◆ **Instructions to follow**
Whenever a line in the data contains "below", show that line.

━━ Data in this exercise ━━

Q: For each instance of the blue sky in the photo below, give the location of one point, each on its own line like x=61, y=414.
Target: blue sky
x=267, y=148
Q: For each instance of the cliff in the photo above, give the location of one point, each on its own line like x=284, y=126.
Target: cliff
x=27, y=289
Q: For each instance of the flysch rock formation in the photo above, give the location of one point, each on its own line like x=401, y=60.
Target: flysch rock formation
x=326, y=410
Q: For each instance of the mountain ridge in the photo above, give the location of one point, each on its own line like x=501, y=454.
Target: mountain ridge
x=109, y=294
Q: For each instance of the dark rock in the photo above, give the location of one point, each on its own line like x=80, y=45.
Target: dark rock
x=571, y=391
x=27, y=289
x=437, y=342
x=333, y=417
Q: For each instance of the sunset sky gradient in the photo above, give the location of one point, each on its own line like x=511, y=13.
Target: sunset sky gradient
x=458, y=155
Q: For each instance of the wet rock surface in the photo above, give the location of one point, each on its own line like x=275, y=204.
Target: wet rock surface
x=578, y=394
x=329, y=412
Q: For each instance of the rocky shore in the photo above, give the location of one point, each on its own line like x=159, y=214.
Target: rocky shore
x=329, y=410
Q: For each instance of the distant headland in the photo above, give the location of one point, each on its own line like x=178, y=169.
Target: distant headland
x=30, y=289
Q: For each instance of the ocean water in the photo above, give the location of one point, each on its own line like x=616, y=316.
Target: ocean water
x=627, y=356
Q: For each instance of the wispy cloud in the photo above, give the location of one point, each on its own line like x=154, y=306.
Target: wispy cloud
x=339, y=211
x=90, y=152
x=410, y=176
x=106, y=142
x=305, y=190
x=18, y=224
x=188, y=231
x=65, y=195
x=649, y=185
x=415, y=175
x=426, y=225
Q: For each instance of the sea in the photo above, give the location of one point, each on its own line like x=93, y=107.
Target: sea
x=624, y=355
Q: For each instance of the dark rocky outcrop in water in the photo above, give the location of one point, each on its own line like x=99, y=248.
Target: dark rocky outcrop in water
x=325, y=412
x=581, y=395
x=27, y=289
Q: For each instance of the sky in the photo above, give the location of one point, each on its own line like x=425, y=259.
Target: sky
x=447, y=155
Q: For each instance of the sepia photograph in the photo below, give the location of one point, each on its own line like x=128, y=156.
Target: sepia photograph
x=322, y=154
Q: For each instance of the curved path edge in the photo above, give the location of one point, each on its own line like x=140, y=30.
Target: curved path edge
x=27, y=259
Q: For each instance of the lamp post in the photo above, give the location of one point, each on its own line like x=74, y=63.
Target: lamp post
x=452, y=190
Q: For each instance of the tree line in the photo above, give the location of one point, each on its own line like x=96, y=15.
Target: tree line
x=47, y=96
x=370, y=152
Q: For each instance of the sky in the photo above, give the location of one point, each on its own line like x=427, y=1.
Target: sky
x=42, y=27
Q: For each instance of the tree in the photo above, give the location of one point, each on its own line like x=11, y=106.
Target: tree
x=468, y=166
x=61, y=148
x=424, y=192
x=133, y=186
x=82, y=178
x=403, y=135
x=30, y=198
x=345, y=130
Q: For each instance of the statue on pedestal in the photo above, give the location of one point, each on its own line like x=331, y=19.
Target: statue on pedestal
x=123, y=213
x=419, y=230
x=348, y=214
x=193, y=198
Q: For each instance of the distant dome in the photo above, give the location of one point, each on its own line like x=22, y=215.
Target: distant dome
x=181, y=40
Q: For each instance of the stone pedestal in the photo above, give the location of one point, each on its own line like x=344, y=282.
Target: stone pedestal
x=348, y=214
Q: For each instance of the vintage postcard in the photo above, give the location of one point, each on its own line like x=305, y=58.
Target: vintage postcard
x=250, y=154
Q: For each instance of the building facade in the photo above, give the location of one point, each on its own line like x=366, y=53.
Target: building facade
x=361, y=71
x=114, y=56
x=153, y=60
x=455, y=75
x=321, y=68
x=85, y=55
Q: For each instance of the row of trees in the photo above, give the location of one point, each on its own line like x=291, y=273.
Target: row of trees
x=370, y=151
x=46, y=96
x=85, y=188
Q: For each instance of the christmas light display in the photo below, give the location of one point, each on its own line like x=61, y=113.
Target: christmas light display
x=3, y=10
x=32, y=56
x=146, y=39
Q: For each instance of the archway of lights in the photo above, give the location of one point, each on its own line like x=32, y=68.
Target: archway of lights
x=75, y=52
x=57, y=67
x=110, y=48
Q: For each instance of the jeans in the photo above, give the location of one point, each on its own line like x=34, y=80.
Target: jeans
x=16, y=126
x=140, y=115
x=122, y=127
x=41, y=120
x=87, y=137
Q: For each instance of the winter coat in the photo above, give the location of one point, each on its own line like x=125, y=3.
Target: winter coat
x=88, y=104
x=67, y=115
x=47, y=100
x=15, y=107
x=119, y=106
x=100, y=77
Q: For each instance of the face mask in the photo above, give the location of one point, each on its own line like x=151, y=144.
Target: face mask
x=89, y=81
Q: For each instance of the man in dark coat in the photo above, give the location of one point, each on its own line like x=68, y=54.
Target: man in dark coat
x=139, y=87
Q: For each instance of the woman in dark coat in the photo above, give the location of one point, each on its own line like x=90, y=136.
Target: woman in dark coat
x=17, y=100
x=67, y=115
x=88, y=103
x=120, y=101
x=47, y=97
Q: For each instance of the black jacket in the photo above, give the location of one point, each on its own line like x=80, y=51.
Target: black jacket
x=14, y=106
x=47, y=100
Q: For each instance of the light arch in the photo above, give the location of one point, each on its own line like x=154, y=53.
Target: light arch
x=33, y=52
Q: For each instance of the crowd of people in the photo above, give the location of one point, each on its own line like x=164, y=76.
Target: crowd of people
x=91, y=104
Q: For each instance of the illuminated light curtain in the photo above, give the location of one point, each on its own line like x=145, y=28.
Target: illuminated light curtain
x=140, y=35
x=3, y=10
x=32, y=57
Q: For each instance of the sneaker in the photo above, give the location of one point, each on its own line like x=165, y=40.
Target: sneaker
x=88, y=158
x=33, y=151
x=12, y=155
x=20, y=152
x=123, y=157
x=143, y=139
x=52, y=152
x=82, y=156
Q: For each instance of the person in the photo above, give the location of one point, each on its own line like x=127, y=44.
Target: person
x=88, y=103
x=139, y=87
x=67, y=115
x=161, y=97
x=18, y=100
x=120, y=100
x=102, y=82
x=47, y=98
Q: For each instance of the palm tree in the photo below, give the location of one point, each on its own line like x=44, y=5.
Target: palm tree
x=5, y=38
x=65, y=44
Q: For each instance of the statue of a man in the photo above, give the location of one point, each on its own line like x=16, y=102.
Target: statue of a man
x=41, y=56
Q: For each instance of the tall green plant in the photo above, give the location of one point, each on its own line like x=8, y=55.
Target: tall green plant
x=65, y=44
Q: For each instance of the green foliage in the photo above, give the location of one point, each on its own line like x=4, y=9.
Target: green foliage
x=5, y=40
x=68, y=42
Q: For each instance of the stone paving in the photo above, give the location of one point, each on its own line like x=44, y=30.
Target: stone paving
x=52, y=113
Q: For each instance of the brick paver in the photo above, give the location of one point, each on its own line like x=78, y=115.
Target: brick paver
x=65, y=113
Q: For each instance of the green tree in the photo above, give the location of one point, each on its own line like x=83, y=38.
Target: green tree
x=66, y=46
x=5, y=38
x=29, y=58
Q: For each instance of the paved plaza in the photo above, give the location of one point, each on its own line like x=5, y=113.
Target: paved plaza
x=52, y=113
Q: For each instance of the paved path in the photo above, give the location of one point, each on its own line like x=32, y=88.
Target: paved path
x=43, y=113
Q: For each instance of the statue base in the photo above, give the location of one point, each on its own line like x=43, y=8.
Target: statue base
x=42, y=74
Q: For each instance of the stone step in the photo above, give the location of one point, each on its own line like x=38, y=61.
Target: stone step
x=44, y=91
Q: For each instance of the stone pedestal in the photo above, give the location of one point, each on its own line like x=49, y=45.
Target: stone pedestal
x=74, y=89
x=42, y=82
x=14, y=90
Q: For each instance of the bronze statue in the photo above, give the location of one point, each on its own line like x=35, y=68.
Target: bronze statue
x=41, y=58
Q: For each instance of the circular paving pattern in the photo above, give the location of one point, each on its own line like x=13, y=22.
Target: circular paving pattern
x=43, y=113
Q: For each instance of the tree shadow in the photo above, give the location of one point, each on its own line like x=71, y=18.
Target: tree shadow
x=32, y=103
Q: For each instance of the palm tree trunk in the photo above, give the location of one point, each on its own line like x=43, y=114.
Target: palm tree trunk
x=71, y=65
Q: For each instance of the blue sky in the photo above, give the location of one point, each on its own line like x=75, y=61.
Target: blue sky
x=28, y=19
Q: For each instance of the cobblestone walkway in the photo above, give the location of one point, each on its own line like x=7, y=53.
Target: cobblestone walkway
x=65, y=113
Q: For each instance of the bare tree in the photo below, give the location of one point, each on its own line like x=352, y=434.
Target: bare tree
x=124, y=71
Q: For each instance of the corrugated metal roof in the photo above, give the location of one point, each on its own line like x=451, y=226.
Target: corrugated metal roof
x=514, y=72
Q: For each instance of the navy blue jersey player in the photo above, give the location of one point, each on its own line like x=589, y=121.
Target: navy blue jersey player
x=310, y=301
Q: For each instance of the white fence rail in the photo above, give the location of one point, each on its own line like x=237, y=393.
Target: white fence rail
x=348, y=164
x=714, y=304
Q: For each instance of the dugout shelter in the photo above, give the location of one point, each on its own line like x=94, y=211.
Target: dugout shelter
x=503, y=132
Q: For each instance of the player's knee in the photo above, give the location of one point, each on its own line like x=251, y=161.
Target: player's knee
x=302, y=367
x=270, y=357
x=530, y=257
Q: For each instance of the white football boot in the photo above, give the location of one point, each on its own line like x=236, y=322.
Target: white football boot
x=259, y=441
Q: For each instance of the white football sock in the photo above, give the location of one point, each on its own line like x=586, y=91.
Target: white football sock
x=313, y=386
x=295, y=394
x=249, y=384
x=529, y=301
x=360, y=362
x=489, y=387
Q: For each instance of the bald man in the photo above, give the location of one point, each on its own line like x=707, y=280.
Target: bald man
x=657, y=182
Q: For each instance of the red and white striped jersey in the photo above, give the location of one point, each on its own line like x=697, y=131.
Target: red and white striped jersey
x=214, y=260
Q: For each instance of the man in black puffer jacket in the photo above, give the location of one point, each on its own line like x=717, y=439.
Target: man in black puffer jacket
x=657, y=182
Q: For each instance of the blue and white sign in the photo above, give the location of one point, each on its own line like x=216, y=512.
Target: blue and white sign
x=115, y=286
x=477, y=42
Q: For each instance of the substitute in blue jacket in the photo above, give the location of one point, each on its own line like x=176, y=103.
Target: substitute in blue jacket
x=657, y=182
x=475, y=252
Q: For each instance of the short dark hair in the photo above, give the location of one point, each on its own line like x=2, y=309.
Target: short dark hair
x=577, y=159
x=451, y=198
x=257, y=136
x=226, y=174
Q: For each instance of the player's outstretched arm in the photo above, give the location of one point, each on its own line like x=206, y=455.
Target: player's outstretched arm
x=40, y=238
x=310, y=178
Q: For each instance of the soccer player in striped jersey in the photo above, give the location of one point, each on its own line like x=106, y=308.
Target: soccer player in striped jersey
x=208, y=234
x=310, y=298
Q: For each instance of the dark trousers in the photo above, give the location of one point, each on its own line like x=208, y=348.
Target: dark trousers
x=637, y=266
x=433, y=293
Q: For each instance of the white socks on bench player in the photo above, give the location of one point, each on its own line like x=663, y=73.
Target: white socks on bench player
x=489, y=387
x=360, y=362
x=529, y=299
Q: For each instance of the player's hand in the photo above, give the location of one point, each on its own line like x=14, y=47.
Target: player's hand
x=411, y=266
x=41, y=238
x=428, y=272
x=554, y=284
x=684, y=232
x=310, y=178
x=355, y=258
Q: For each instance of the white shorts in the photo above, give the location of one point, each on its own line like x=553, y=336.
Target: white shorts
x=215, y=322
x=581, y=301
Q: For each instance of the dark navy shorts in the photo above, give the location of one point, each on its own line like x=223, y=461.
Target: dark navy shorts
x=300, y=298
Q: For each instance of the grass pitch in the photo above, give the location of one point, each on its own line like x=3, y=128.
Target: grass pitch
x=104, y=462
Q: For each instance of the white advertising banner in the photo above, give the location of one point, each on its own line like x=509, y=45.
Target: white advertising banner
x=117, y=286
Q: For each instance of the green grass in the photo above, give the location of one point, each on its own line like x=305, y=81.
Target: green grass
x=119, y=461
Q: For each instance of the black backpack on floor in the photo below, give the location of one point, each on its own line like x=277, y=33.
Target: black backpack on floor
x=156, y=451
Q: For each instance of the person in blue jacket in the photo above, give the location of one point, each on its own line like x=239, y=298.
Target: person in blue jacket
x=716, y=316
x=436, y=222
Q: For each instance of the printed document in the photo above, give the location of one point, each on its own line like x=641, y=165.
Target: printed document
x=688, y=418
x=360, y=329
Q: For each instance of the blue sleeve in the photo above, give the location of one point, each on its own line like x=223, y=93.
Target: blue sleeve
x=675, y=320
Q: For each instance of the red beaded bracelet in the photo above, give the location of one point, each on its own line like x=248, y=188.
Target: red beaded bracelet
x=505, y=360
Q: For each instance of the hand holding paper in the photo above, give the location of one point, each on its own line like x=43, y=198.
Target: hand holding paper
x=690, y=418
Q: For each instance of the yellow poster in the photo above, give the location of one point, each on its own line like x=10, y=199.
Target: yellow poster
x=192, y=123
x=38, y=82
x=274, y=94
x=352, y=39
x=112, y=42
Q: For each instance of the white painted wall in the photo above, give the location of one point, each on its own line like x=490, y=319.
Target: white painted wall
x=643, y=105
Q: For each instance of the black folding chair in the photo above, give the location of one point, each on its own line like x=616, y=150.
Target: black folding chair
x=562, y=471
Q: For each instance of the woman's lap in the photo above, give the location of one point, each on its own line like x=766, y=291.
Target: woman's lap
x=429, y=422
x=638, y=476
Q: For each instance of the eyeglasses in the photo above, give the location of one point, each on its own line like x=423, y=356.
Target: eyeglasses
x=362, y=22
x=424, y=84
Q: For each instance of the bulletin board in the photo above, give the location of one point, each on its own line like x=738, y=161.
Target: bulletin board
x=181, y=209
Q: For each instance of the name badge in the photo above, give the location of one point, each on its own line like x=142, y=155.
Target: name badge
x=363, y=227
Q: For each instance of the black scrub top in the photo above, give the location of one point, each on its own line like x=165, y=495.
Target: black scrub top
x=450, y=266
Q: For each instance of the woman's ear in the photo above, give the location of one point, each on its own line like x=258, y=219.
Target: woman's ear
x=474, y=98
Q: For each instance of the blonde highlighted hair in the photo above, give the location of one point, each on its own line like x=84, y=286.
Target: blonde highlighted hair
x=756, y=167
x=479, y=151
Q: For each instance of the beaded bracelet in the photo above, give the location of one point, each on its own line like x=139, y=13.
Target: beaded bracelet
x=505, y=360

━━━

◆ **Your response**
Q: For each instance of the blue sky in the photo below, give the location of one point, each on its own line like x=61, y=414.
Q: For each instance of the sepia photograph in the photo below, give the location of one point, each on its own line like x=128, y=156.
Q: For each instance of the christmas light display in the photo below, give the location of one point, each on its own line like x=61, y=113.
Q: For each instance of the palm tree in the photo below, give the location of one point, each on its own line like x=44, y=5.
Q: For each instance of the bare tree in the photo below, give the location of one point, each on its own line like x=352, y=434.
Q: For each instance of the black backpack on floor in the photo below, give the location of one point, each on its own line like x=277, y=33.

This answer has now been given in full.